● **Text shown**:
--- START ---

It is becoming increasingly difficult to reject the hypothesis that California lawmakers are trying to solve their state’s notorious housing crisis by driving out everyone who isn’t a lover of earthquakes, fires, to-die-for weather, and arbitrary government.
Their latest Constitutional faux pas is AB5, which, among many other things, limits California freelance journalists to 35 articles per year per publisher. Freelancer and lover of liberty Simon Constable recently ripped the law, which is chock full of loopholes and perverse incentives that will surely stymie the law’s putative goal of raising lowly gig workers into the ranks of the statutorily employed.
For starters, it makes no distinction between a routine $50 sports score update and a $30,000 feature article. It also provides no guidelines about how publishers should handle serialization, for example my recent 3-part article on the early U.S. fur industry. If I lived in California and that was published after 1 January 2020 would it count as one or three articles? And is it even journalism? (No, it is too good, at least compared to The 1619 Project, the authors and editors of which still do not understand what they did wrong.) I guess litigation will be necessary, which is ironic given that AB5 arose out of a California Supreme Court Case, Dynamex Operations West (4 Cal.5th 903).

--- END ---

● **Material provided**:
--- START ---

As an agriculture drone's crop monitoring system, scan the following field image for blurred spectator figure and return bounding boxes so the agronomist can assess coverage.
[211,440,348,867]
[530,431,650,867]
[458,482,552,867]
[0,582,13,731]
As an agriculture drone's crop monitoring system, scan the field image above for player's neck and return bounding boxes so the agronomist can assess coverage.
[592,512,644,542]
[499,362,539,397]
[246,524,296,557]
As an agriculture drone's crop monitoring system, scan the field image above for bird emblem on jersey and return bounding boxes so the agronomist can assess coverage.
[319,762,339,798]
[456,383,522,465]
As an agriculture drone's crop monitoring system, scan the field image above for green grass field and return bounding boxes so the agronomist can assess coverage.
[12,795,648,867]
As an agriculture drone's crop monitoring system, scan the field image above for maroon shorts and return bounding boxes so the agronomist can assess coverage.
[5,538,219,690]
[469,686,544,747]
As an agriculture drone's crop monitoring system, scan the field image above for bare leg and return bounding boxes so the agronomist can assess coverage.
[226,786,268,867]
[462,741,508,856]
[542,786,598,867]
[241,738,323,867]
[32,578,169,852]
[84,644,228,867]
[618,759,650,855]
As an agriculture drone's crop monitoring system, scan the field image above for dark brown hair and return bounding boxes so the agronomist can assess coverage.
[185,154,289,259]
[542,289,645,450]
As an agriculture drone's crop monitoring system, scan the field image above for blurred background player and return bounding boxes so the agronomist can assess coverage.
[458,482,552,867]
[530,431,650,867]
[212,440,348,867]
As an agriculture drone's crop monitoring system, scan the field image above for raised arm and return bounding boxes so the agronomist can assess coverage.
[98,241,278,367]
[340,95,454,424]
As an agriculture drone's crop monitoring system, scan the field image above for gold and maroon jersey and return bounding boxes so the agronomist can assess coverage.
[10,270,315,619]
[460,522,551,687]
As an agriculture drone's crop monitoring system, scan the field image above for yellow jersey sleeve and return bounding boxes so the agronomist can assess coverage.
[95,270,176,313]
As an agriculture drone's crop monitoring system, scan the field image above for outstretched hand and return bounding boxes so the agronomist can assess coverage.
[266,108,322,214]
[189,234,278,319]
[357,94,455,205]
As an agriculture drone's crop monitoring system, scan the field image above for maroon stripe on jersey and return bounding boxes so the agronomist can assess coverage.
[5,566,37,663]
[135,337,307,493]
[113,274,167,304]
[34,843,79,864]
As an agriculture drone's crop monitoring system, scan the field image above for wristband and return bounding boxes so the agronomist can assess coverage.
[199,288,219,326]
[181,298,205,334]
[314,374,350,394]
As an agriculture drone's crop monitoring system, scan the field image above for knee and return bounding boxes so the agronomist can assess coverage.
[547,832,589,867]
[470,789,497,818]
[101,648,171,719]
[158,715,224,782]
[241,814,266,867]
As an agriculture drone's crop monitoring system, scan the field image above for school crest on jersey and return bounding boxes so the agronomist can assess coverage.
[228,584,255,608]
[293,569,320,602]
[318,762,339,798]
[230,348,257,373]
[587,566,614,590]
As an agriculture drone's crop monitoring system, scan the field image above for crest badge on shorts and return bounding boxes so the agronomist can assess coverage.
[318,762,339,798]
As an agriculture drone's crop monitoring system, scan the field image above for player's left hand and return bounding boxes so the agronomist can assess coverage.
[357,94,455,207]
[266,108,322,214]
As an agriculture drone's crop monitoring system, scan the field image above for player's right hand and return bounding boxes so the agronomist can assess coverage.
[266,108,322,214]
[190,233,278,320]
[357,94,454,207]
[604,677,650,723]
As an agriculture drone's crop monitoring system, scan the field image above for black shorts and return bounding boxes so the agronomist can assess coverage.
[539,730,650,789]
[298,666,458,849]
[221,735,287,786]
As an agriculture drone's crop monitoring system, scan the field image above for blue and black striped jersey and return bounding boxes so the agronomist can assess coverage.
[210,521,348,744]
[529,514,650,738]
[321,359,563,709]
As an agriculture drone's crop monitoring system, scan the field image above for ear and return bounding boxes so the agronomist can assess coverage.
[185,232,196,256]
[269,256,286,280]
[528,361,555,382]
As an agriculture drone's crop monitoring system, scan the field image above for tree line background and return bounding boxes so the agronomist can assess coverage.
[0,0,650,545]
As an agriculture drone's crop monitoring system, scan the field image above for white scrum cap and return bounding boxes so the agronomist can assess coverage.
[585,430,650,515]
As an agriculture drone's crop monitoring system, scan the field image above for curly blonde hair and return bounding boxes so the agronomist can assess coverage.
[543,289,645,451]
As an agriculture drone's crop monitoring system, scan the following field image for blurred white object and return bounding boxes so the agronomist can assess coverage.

--- END ---

● **To do**:
**a)** Decide whether each statement agrees with the piece on California's AB5 law, answering yes or no and quoting the deciding words: (i) AB5 caps California freelance journalists at 35 articles per year per publisher; (ii) AB5 distinguishes between a $50 sports score update and a $30,000 feature article; (iii) AB5 came out of a California Supreme Court case.
**b)** Resume the piece on California's AB5 law, picking up after its final sentence.
The material was taken from a different source than the piece on California's AB5 law.

● **Responses per task**:
**a)**
(i) Yes: "limits California freelance journalists to 35 articles per year per publisher."
(ii) No: "it makes no distinction between a routine $50 sports score update and a $30,000 feature article."
(iii) Yes: "AB5 arose out of a California Supreme Court Case, Dynamex Operations West (4 Cal.5th 903)."

**b)**
A far bigger problem is that the portion of the law aimed at freelancers is blatantly unconstitutional, a clear violation of the First Amendment’s protection of expression and the press. But lawmakers do not seem to care.
Our friends at the Free to Choose Network have just released a three-part documentary on the history and development of the U.S. Constitution called A More or Less Perfect Union that also highlights lawmakers’ frequent indifference to the fundamental precepts of our Frame of Government. A joint project with federal judge Douglas H. Ginsburg and PBS, the series makes the point that the Framers, “even Alexander Hamilton” (here, here!), would find our current government appalling, the very swamp monster they had hoped the Constitution’s checks and balances would prevent.
Constable calls AB5 “unAmerican” and he is right. As A More or Less Perfect Union points out, America was long the beacon of liberty because of its “presumption of liberty.” That presumption, though, is long dead.
Numerous factors contributed to the government’s murder of the presumption of liberty, including paternalism, the tyranny of the majority, and political duopoly.
The root problem, though, is that American lawmakers are accountable only at the polls. Worst case scenario, they lose an election but they cannot be readily sued, fined, or imprisoned for passing stupid (and hence automatically unconstitutional) laws, even ones that impoverish or kill people. Instead of YOLO (you only live once), politicians live by the code of YOLR (you only lose re-election), which just means going back into private practice or becoming a lobbyist, consultant, author and/or TV talking point bimbo.
True, YOLR sometimes emboldens politicians to do the right thing, instead of taking the popular course. But unlike businesses, which care about every dollar, politicians only care about your vote if it will sway the result.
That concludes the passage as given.